Records contained in a dataset:
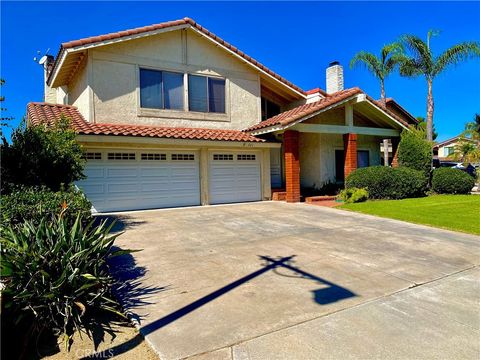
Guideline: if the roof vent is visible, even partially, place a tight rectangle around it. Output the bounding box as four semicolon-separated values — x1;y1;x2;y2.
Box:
326;61;343;94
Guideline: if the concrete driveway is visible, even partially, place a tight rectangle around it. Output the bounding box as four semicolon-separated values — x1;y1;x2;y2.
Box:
109;202;480;359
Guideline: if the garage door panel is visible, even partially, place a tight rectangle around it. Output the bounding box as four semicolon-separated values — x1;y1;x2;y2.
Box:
106;166;138;178
83;167;105;179
209;152;261;204
77;151;200;212
140;165;171;179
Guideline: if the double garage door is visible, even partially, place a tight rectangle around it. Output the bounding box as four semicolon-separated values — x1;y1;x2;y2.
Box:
77;150;261;212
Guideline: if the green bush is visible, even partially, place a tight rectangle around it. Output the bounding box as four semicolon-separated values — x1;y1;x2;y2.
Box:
1;117;85;194
432;168;475;194
345;166;428;199
0;186;92;226
398;130;433;175
340;188;368;204
0;215;130;345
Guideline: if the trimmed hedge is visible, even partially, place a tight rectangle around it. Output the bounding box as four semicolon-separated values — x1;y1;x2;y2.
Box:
432;168;475;194
340;188;368;204
0;186;92;226
345;166;428;199
398;131;433;175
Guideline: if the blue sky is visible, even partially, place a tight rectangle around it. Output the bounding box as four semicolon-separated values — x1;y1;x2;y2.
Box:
1;1;480;140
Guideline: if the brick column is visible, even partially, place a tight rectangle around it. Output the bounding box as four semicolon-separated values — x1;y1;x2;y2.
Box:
390;137;400;167
343;134;357;180
283;130;300;202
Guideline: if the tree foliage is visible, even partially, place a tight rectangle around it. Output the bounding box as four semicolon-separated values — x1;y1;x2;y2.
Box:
400;30;480;141
350;43;401;105
1;116;85;192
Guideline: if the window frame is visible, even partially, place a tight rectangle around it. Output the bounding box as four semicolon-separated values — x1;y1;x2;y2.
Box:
187;72;227;115
137;66;188;111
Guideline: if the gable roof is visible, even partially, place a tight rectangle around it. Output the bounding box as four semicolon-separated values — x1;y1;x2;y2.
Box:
244;87;409;132
47;17;307;97
433;135;473;149
27;102;265;142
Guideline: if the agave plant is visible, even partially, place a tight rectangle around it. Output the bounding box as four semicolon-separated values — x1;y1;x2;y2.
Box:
0;214;131;346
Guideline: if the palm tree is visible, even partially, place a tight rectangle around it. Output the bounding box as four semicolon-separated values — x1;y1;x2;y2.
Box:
350;43;402;106
400;30;480;141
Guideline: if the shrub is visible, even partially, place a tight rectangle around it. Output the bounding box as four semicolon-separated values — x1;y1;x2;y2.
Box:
0;186;92;226
345;166;428;199
432;168;475;194
340;188;368;204
0;215;130;345
398;130;433;174
1;117;85;193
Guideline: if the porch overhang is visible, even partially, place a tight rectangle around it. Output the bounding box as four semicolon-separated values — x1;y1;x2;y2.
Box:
249;93;409;137
290;124;400;137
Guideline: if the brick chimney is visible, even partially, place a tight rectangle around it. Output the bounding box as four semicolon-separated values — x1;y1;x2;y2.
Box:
43;55;57;104
326;61;343;94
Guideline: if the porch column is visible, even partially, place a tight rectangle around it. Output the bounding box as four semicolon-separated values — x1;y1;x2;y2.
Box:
391;137;400;167
343;133;357;179
283;130;300;202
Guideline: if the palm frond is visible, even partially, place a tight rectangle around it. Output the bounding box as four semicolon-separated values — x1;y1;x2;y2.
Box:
400;57;423;77
401;35;433;77
350;51;384;79
432;41;480;76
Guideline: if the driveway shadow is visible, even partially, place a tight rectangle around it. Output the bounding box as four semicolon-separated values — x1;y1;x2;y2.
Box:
90;254;357;358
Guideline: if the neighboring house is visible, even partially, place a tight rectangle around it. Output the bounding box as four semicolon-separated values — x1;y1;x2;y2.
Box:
27;18;415;212
433;135;468;161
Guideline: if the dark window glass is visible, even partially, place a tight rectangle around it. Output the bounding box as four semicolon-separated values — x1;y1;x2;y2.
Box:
188;75;208;112
335;150;345;182
357;150;370;168
261;98;280;120
267;100;280;119
163;71;183;110
208;78;225;113
140;69;163;109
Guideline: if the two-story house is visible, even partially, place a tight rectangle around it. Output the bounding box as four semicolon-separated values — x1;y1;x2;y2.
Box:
27;18;414;212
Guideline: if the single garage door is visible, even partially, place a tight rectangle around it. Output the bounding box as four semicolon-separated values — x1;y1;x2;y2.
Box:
209;152;261;204
77;150;200;212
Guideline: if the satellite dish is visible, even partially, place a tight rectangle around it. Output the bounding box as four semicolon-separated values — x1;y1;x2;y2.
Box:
38;55;48;65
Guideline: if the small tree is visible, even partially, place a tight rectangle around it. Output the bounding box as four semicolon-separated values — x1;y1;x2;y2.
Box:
398;128;433;175
1;116;85;192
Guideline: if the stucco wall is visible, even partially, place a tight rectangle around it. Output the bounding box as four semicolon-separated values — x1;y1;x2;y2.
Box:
299;133;381;188
74;30;260;129
68;58;91;121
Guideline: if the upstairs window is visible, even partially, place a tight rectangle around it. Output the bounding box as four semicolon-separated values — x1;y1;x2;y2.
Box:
188;74;225;113
261;97;280;121
140;69;183;110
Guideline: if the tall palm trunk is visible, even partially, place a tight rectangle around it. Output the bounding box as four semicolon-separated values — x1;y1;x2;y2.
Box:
427;79;434;141
427;79;434;141
380;79;387;107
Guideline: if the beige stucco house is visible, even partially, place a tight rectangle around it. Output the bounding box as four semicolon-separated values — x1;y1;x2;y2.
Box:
27;18;415;212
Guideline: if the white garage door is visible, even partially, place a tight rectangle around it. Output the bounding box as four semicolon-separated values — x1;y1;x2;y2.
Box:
77;151;200;212
209;152;261;204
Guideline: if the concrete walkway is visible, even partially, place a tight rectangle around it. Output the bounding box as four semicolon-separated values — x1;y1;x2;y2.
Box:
109;202;480;359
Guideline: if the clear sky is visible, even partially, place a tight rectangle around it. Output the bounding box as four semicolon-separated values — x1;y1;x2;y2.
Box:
1;1;480;140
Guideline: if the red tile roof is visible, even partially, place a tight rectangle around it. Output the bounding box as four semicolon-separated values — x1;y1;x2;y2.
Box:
245;88;362;131
27;102;265;142
48;17;306;95
244;87;408;132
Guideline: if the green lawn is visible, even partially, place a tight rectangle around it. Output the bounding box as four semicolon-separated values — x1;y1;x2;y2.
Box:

Problem to work on:
Which lines of the items contain the word "green"? Return each of those lines in full.

Solution to this task:
Guideline: if the green bush is visible, even partially, place a tight rectangle around it. Output the bounding box as four semicolon-separated values — x1;y1;x2;y2.
Guideline: if the green lawn is visible, even partially, place a tight rectangle around it. Output the bounding box as four semicolon-separated values — x1;y1;x2;y2.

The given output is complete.